(Dataset items)
------------------------------------------------------------

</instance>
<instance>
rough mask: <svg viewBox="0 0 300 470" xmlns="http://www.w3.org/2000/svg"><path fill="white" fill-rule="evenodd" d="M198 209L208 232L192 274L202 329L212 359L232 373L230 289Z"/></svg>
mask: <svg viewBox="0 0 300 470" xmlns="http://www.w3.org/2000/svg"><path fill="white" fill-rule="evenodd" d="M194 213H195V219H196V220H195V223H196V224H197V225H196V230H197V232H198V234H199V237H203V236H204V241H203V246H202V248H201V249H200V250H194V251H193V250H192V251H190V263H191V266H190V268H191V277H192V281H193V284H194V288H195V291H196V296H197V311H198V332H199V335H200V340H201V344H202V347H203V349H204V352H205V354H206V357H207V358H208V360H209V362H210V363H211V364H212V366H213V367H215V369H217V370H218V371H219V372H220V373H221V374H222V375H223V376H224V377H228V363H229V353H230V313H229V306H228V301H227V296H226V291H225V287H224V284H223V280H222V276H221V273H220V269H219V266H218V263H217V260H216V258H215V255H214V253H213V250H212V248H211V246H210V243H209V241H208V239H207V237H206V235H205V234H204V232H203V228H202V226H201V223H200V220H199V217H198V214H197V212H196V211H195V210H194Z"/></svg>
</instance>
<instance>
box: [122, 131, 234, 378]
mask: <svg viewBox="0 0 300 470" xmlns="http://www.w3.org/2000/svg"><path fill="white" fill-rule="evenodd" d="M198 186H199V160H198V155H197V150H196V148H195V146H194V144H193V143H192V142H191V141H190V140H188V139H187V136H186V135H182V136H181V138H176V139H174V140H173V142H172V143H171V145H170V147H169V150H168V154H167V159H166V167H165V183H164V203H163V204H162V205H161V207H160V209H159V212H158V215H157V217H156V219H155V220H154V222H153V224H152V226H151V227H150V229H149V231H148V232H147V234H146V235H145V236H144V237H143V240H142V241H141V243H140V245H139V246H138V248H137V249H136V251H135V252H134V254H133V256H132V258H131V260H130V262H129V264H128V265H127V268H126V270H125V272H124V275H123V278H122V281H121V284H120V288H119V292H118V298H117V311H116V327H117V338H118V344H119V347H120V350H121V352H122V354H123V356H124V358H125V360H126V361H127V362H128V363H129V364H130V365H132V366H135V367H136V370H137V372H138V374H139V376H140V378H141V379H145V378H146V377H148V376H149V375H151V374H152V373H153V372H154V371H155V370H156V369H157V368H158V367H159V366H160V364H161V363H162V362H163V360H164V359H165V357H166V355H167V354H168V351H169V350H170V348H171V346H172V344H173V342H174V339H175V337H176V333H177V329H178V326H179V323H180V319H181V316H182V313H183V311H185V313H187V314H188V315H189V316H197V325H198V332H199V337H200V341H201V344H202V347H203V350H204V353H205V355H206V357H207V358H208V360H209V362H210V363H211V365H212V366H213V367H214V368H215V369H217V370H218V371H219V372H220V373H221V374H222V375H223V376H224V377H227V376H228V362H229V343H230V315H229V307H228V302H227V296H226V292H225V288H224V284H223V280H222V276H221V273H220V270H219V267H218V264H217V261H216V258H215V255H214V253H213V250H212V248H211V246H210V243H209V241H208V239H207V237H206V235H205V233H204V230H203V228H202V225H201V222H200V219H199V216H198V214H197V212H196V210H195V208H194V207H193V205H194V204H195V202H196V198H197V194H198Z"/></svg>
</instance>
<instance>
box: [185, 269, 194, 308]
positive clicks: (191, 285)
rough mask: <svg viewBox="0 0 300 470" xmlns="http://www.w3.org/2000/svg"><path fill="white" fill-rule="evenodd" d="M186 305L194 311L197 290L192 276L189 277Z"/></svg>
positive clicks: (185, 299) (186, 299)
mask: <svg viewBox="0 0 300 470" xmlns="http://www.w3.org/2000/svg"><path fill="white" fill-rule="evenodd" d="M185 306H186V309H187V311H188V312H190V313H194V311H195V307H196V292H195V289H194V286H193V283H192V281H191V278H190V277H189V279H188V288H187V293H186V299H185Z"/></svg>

------------------------------------------------------------

→ **To do**: Rewrite the lines of the dataset items above as a JSON list of strings, one string per line, leaving out blank lines.

→ **Output of the task**:
[
  "</instance>",
  "<instance>",
  "rough mask: <svg viewBox=\"0 0 300 470\" xmlns=\"http://www.w3.org/2000/svg\"><path fill=\"white\" fill-rule=\"evenodd\" d=\"M198 209L208 232L192 274L202 329L212 359L232 373L230 289Z\"/></svg>",
  "mask: <svg viewBox=\"0 0 300 470\" xmlns=\"http://www.w3.org/2000/svg\"><path fill=\"white\" fill-rule=\"evenodd\" d=\"M194 213H195V219H196V220H195V223H196V224H197V225H196V230H197V232H198V234H199V237H203V236H204V241H203V246H202V248H201V249H200V250H194V251H193V250H192V251H190V263H191V266H190V268H191V277H192V281H193V284H194V288H195V291H196V296H197V311H198V332H199V335H200V340H201V344H202V347H203V349H204V352H205V354H206V357H207V358H208V360H209V362H210V363H211V364H212V366H213V367H215V369H217V370H218V371H219V372H220V373H221V374H222V375H223V376H224V377H228V363H229V353H230V313H229V306H228V301H227V296H226V291H225V287H224V284H223V280H222V276H221V273H220V269H219V266H218V263H217V260H216V258H215V255H214V253H213V250H212V248H211V246H210V243H209V241H208V239H207V237H206V235H205V234H204V232H203V228H202V226H201V223H200V220H199V217H198V214H197V212H196V211H195V210H194Z\"/></svg>",
  "</instance>",
  "<instance>",
  "box: [122, 131, 234, 378]",
  "mask: <svg viewBox=\"0 0 300 470\" xmlns=\"http://www.w3.org/2000/svg\"><path fill=\"white\" fill-rule=\"evenodd\" d=\"M198 186H199V160H198V155H197V150H196V148H195V146H194V144H193V143H192V142H191V141H190V140H188V139H187V136H186V135H182V136H181V138H176V139H174V140H173V142H172V143H171V145H170V147H169V150H168V154H167V159H166V167H165V183H164V203H163V204H162V205H161V207H160V209H159V212H158V215H157V217H156V219H155V220H154V222H153V224H152V226H151V227H150V229H149V231H148V232H147V234H146V235H145V236H144V237H143V240H142V241H141V243H140V245H139V246H138V248H137V249H136V251H135V252H134V254H133V256H132V258H131V260H130V262H129V264H128V265H127V268H126V270H125V272H124V275H123V278H122V281H121V284H120V288H119V292H118V298H117V311H116V327H117V338H118V344H119V347H120V350H121V352H122V354H123V356H124V358H125V360H126V361H127V362H128V363H129V364H130V365H132V366H135V367H136V370H137V372H138V374H139V376H140V378H141V379H145V378H146V377H148V376H149V375H151V374H152V373H153V372H154V371H155V370H156V369H157V368H158V367H159V366H160V364H161V363H162V362H163V360H164V359H165V357H166V355H167V354H168V351H169V350H170V348H171V346H172V344H173V342H174V339H175V337H176V333H177V329H178V326H179V323H180V319H181V316H182V313H183V311H185V313H187V314H188V315H189V316H197V325H198V332H199V337H200V341H201V344H202V347H203V350H204V353H205V355H206V357H207V358H208V360H209V362H210V363H211V365H212V366H213V367H214V368H215V369H217V370H218V371H219V372H220V373H221V374H222V375H223V376H224V377H227V376H228V362H229V343H230V315H229V307H228V302H227V296H226V292H225V288H224V284H223V280H222V276H221V273H220V270H219V267H218V264H217V261H216V258H215V255H214V253H213V250H212V248H211V246H210V243H209V241H208V239H207V237H206V235H205V233H204V230H203V228H202V225H201V222H200V219H199V216H198V214H197V212H196V210H195V208H194V207H193V205H194V204H195V202H196V198H197V194H198Z\"/></svg>",
  "</instance>",
  "<instance>",
  "box: [185, 269, 194, 308]",
  "positive clicks: (191, 285)",
  "rough mask: <svg viewBox=\"0 0 300 470\" xmlns=\"http://www.w3.org/2000/svg\"><path fill=\"white\" fill-rule=\"evenodd\" d=\"M186 305L194 311L197 290L192 276L189 277Z\"/></svg>",
  "positive clicks: (185, 299) (186, 299)",
  "mask: <svg viewBox=\"0 0 300 470\" xmlns=\"http://www.w3.org/2000/svg\"><path fill=\"white\" fill-rule=\"evenodd\" d=\"M185 306H186V309H187V311H188V312H190V313H194V311H195V307H196V292H195V289H194V286H193V283H192V281H191V278H190V277H189V279H188V288H187V293H186V299H185Z\"/></svg>"
]